** start of SUPPLIED TEXT **
Playfair’s innovation, as in Figure 2.1, was successful because it was powerful. A pattern that may be obscure in the data frame becomes visually apparent to the human viewer. For example, consider the graphic in Figure 2.1 displaying data on trade between England and the East Indies in the 1700s. The graphic lets you look up the amount of trade each year, but it also shows patterns, such as the upward trend across the decades.

Data graphics can also make it easy to see deviations from trends, for instance, the dip in exports and flattening of imports during 1775-1780.

Students often encounter various types of data graphics as they progress through elementary and high school. Figure 2.2 shows a few examples commonly found in textbooks. Remarkably, it’s rare to encounter such textbook graphic types outside of a statistics course.

Histogram

Dot plot

Bar chart

Pie chart

Boxplot

Stem-and-leaf plot
Figure 2.2: Some of the graphics styles often featured in statistics textbooks.

Modern data graphic designers are introducing even more variety; their graphics can be captivating, colorful, dynamic, and informative. Some online examples: how people spend their day, life expectancy, wind patterns (right now!), historical sources of death. The graphical types in Figure 2.2 were all invented long before computers became available to help us work with data.

We won’t use such graphical variety in these Lessons. Instead, we will use a single basic form of graphic—the “annotated point plot”—capable of displaying multiple variables simultaneously and which can combine into one view both the raw data and a summary of the patterns found in the data.
** end of SUPPLIED TEXT **
** start of PROVIDED INFORMATION **
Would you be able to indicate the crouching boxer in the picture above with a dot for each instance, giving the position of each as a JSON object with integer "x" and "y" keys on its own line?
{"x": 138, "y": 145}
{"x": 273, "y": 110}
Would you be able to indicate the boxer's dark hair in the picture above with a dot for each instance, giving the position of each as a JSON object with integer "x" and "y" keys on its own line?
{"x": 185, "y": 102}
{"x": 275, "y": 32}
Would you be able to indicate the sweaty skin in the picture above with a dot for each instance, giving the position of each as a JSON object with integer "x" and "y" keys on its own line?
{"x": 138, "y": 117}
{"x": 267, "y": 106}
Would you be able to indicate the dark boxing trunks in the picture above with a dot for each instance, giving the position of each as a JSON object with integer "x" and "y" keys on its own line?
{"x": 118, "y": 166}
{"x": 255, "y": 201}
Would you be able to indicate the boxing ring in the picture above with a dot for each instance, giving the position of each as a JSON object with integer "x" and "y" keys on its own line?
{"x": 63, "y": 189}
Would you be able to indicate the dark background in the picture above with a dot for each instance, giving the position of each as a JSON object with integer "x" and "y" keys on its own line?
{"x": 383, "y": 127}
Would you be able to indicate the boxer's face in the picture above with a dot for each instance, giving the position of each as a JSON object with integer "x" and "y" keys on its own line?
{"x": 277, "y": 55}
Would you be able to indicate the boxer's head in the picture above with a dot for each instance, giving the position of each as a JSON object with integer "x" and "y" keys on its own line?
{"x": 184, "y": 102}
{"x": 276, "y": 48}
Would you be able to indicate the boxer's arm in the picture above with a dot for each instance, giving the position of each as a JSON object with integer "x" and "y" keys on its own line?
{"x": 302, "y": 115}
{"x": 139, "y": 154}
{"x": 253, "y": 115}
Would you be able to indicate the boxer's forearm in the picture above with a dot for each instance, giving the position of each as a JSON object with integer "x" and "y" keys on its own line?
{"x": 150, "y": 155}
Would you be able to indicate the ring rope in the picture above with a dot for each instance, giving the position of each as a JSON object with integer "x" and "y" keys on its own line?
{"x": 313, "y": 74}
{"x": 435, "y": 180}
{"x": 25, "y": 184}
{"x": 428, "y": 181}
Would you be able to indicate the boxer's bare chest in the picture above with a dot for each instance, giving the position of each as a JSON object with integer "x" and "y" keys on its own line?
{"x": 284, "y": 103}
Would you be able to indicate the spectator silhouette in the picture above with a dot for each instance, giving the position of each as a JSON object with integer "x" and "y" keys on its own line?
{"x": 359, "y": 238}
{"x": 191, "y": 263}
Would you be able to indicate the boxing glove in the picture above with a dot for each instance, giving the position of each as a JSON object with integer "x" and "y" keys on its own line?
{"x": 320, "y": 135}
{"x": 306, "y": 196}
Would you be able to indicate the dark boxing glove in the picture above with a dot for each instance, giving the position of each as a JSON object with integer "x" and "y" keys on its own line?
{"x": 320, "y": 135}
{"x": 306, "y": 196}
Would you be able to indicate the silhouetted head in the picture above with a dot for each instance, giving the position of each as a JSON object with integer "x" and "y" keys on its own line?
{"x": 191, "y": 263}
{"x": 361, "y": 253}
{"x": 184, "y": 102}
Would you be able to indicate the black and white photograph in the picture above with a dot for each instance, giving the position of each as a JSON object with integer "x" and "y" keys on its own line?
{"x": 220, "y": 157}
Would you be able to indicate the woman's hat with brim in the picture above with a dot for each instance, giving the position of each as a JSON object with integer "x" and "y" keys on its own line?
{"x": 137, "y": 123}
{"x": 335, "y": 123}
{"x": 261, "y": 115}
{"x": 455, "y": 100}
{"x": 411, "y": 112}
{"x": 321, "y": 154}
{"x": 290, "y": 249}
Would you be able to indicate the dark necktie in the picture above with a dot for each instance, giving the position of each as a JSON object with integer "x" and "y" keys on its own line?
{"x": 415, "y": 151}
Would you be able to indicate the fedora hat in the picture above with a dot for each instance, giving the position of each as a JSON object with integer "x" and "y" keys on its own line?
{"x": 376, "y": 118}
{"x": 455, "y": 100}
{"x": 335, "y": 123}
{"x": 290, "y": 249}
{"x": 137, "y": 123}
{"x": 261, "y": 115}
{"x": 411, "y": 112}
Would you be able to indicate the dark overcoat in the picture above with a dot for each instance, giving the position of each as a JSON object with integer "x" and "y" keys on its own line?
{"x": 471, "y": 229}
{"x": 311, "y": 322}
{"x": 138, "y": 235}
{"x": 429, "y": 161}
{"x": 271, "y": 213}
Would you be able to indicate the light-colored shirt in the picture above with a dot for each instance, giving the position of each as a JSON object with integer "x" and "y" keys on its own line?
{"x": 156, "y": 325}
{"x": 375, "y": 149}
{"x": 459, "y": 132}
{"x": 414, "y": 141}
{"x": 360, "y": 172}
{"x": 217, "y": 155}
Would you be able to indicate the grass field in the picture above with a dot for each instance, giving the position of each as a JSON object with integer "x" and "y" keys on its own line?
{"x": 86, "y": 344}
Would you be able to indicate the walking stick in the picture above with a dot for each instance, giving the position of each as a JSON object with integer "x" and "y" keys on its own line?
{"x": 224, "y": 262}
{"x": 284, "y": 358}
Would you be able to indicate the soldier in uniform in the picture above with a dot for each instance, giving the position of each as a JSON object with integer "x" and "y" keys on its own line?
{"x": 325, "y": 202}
** end of PROVIDED INFORMATION **
**TASK STATEMENT**
Extend the passage on data graphics, picking up right after its final sentence about the annotated point plot.

**TASK RESULT**
Point plot

A point plot contains a simple mark—a dot—for each row of a data frame. In its most common form, a point plot displays two selected variables from the data frame. One variable is depicted as the vertical coordinate, and the other as the horizontal coordinate.

A “point plot” is also known as a “scatter plot.”

To illustrate how a point plot relates to the underlying data frame, consider Table 2.2, where the unit of observation is a city. (The data frame is available in R as maps::world.cities.)

Table 2.2: Basic data on cities in the maps::world.cities data frame
name country.etc pop lat long capital
Shanghai China 15017783 31.23 121.47 2
Bombay India 12883645 18.96 72.82 0
Karachi Pakistan 11969284 24.86 67.01 0
Buenos Aires Argentina 11595183 -34.61 -58.37 1
Delhi India 11215130 28.67 77.21 0
Manila Philippines 10546511 14.62 120.97 1

… and so on for 10,000 cities

Since world.cities contains several variables, many possible pairs of variables could be shown in point-plot form. For instance, suppose we choose the lat and long variables, which specify each city’s location in terms of latitude and longitude. Figure 2.3 shows a point plot of latitude versus longitude for world cities. By convention, the word “versus” in the phrase “latitude versus longitude” marks the role of each variable in the point plot: latitude on the vertical axis and longitude on the horizontal axis.

Figure 2.3: A point plot of the latitude versus longitude of the world’s 250 largest population cities.

The dots in Figure 2.3 hint at some geographical patterns you learned about in geography class. In general, the purpose of a point plot is to hint at patterns in data.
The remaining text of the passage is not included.